- _Study material_
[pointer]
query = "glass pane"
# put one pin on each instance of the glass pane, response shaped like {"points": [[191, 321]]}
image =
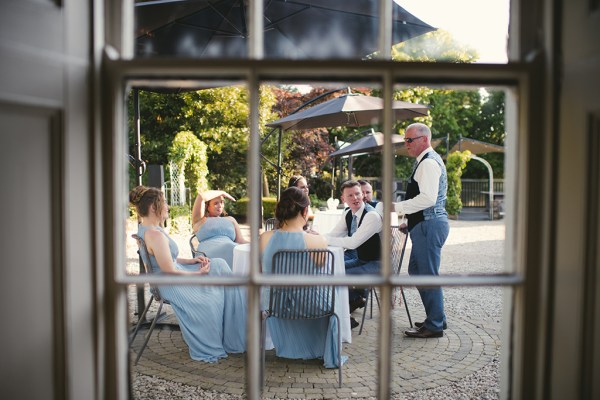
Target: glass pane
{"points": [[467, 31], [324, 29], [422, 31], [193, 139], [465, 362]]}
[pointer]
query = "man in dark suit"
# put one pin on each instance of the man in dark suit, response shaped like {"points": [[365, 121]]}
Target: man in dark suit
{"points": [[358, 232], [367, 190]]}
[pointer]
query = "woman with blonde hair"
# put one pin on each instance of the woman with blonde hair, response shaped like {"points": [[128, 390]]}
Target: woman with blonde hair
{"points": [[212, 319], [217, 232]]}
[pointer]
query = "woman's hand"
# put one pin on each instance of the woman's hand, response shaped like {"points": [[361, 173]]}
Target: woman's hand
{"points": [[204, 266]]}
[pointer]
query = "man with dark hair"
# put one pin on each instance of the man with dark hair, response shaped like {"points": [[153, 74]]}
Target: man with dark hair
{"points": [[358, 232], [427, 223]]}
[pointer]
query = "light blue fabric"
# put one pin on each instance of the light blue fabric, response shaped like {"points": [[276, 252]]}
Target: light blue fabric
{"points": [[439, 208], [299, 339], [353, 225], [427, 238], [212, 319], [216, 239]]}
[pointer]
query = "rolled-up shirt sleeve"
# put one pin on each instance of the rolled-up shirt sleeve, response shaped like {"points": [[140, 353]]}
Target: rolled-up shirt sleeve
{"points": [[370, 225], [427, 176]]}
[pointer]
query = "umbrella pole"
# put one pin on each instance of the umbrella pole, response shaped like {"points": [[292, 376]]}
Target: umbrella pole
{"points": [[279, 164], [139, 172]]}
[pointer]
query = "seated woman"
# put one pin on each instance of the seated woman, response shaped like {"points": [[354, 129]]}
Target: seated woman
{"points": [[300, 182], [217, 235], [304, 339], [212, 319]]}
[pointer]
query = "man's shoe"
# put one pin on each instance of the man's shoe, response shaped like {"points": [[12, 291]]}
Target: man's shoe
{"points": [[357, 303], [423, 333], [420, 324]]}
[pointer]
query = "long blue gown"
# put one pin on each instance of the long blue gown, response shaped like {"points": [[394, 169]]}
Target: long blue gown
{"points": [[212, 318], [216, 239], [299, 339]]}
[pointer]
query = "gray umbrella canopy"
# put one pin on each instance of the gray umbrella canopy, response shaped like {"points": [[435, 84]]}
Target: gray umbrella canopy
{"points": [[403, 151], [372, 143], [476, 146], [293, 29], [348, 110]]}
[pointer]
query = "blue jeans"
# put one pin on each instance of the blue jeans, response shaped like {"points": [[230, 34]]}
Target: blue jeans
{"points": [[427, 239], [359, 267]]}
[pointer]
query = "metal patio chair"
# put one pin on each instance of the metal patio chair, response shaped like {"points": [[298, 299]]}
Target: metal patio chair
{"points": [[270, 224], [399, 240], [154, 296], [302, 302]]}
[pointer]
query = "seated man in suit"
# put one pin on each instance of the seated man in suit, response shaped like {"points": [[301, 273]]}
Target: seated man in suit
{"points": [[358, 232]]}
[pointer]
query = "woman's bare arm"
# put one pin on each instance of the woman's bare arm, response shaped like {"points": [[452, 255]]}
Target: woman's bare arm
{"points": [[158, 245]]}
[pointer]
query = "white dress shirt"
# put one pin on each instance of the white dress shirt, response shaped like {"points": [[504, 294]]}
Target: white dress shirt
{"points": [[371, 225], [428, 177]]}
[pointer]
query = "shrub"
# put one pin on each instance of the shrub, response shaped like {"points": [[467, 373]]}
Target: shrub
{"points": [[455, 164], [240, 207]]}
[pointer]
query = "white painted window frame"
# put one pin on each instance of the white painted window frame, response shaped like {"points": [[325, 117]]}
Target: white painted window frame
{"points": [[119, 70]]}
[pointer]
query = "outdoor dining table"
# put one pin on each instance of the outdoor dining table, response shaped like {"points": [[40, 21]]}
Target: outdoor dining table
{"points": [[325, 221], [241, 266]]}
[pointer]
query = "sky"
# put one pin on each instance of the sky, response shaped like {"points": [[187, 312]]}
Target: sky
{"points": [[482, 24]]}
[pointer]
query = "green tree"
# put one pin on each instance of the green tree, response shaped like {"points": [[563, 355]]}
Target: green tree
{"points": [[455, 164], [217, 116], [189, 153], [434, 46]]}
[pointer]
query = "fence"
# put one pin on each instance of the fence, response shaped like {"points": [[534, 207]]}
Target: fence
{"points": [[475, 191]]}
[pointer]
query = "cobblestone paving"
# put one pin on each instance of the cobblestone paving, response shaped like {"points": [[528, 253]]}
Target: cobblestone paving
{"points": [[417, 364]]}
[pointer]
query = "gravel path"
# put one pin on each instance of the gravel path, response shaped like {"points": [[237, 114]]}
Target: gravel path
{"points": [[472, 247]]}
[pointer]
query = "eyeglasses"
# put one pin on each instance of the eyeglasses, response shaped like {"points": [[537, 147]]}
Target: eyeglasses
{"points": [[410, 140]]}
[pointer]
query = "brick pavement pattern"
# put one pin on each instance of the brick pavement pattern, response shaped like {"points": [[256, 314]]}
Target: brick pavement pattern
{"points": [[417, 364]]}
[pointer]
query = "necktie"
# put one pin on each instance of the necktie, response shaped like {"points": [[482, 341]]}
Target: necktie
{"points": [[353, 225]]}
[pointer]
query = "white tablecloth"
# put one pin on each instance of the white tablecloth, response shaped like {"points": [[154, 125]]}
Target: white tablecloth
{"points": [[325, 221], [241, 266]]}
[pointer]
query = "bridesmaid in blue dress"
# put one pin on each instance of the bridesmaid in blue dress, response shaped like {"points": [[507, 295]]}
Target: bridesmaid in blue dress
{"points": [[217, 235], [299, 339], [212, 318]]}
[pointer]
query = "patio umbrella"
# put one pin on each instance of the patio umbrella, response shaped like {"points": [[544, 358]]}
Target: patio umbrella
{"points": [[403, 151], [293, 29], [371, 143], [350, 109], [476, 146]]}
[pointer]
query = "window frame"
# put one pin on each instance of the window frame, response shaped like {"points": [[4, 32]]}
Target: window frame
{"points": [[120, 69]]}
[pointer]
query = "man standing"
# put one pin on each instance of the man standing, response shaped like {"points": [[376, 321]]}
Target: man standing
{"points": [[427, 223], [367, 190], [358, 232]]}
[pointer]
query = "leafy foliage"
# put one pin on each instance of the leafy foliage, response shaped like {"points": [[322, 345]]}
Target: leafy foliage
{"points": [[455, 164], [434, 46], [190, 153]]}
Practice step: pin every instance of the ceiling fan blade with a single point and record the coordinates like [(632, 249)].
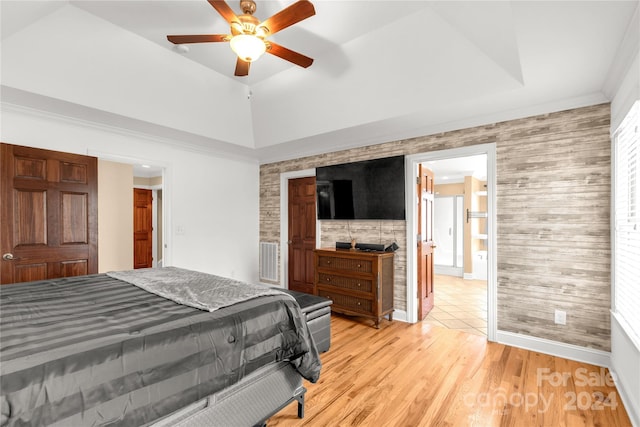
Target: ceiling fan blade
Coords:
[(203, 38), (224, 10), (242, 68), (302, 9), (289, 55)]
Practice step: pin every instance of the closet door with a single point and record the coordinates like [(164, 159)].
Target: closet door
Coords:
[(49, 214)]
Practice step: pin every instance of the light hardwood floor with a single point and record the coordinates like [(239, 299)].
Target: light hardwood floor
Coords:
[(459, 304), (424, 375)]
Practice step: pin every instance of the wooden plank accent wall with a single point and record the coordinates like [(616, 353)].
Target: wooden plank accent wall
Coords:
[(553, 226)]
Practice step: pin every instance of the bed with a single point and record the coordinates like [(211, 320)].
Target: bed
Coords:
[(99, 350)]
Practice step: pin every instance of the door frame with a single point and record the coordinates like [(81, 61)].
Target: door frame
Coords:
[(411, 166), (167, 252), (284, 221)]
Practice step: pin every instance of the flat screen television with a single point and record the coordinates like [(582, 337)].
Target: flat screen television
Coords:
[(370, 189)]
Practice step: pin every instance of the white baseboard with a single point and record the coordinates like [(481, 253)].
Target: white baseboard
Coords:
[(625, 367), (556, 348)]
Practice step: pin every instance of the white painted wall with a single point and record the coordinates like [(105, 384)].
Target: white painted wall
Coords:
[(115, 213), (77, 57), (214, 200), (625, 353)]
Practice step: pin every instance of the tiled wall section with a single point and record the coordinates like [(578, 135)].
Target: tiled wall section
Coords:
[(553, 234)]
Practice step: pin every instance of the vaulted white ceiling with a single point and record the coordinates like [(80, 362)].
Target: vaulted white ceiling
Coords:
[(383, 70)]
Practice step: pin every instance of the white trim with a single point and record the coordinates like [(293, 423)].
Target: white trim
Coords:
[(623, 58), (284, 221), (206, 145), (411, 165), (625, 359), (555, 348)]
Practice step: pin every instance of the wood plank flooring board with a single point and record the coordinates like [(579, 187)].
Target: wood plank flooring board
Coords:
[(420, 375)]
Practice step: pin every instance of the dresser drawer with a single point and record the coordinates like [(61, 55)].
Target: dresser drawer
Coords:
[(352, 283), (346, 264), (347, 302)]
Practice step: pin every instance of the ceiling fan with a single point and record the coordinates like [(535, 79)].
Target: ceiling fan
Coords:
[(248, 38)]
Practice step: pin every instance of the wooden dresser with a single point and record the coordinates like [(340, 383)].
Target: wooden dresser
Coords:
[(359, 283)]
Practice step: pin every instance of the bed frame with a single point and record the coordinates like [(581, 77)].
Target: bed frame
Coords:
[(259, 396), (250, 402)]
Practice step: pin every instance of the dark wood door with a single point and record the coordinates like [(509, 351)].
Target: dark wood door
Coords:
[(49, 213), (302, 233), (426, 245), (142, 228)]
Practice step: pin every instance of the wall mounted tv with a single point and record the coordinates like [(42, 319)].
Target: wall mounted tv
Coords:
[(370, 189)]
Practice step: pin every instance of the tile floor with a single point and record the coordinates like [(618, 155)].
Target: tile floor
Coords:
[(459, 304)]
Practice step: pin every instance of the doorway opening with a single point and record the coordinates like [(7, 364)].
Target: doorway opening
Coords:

- _What is expected_
From the records above, transcribe exactly the lines starting at the one containing "# put one pin on each instance of the glass" and ending at the one containing "# put one pin on each instance of the rolled-up". Skip the pictures.

- _Written answer_
# put one pin on each instance of the glass pane, response shaped like {"points": [[191, 321]]}
image =
Target: glass pane
{"points": [[467, 31], [324, 29], [422, 31], [193, 139], [465, 362]]}
[pointer]
query = "man in dark suit"
# put one pin on each instance of the man in dark suit, response shaped like {"points": [[365, 121]]}
Target: man in dark suit
{"points": [[358, 232], [367, 190]]}
[pointer]
query = "woman with blonde hair"
# put one pin on each instance of the woman with blonde hair, response shaped like {"points": [[128, 390]]}
Target: woman with blonde hair
{"points": [[212, 319], [217, 232]]}
[pointer]
query = "woman's hand"
# put one pin on each instance of the woman's hand, response shaped like {"points": [[361, 173]]}
Target: woman's hand
{"points": [[204, 266]]}
[pointer]
query = "man with dark hair"
# put one pin on each instance of the man with dark hair, response shaped like {"points": [[153, 74]]}
Target: man with dark hair
{"points": [[358, 232], [427, 223]]}
[pointer]
query = "light blue fabric"
# put one pin on each instance of the light blue fabric, response shaped like {"points": [[276, 252]]}
Target: light blue fabric
{"points": [[439, 208], [299, 339], [353, 225], [427, 238], [212, 319], [216, 239]]}
[pointer]
query = "rolled-up shirt sleeve"
# put one pin on each instance of the rolled-up shirt sleeve, response shaped like {"points": [[140, 353]]}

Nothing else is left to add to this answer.